- ВАШИ ЗАДАНИЯ
a - В каких двух местах, согласно отрывку о Магеллане, была обманута его надежда найти пролив?
b - Установите, согласуются ли с отрывком о Магеллане приведенные утверждения, и обоснуйте каждый ответ «да» или «нет» дословной цитатой из него: (i) Магеллан полагался на секретную карту Бехайма; (ii) флотилия сможет пройти проливом еще до весны; (iii) пролив, если он существует, может находиться только севернее.

- ТЕКСТ ДЛЯ ЧТЕНИЯ

....................

А тогда настанет
время для них взять командование в свои руки и сломить могущество
высокомерного молчальника.
Невозможно вообразить более ужасное душевное состояние, нежели
состояние Магеллана в те дни. Ведь с тех пор как его надежда найти пролив
была дважды жестоко обманута, в первый раз - возле устья Ла-Платы, во второй
- у залива Сан-Матиас, он уже не может дольше таить от себя, что
непоколебимая вера в секретную карту Бехайма и опрометчиво принятые за
истину рассказы португальских кормчих ввели его в заблуждение. В наиболее
благоприятном случае, если легендарный paso действительно существует, он
может быть расположен только дальше к югу, то есть ближе к антарктической
зоне; но и в этом благоприятном случае возможность пройти через него в
текущем году уже упущена. Зима опередила Магеллана и опрокинула все его
расчеты: до весны флотилия с ее потрепанными судами и недовольной командой
не сможет воспользоваться проливом, даже если они теперь и найдут его.

....................

- ПРЕДОСТАВЛЕННЫЕ СВЕДЕНИЯ
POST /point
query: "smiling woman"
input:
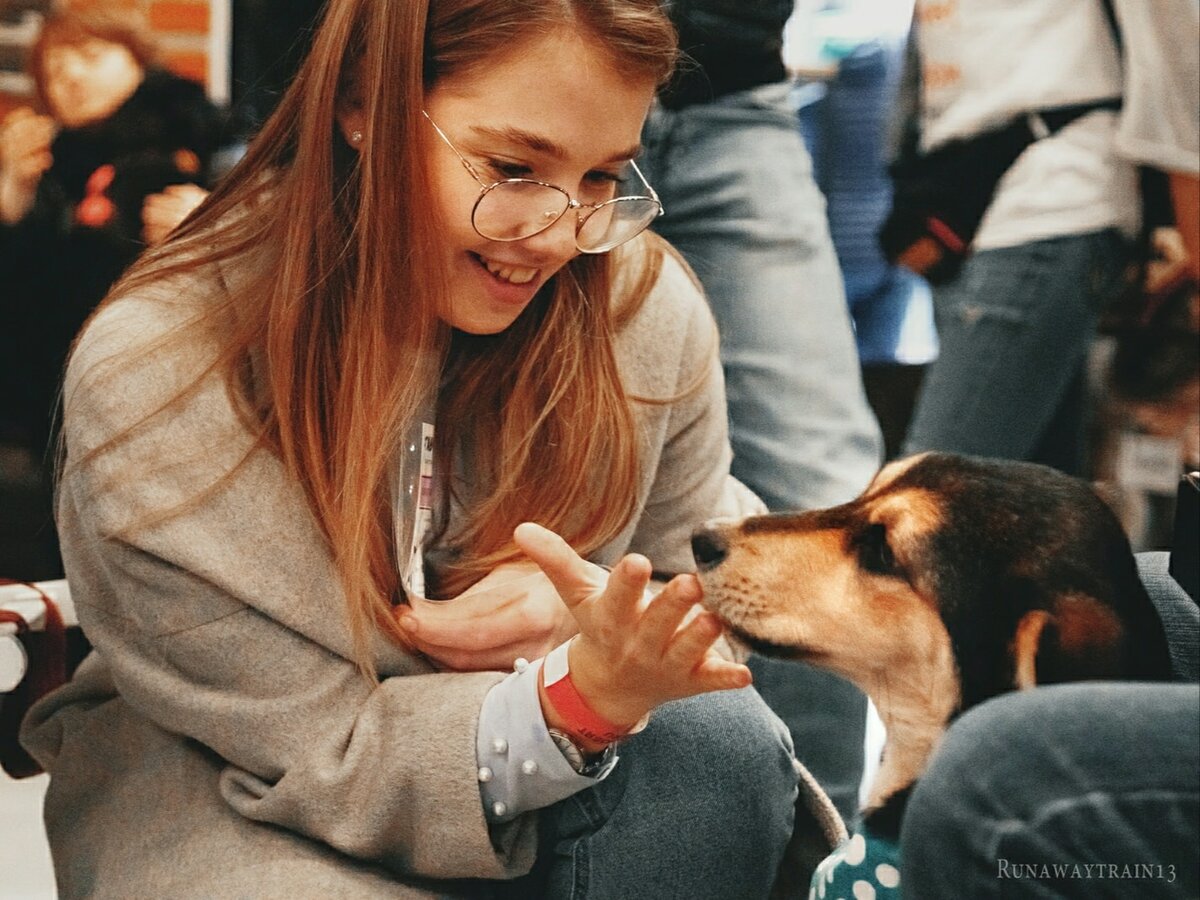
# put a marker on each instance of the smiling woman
(346, 387)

....................

- РЕШЕНИЯ ЗАДАЧ
a - Возле устья Ла-Платы и у залива Сан-Матиас.

b -
(i) Да: «непоколебимая вера в секретную карту Бехайма».
(ii) Нет: «до весны флотилия с ее потрепанными судами и недовольной командой не сможет воспользоваться проливом».
(iii) Нет: «может быть расположен только дальше к югу».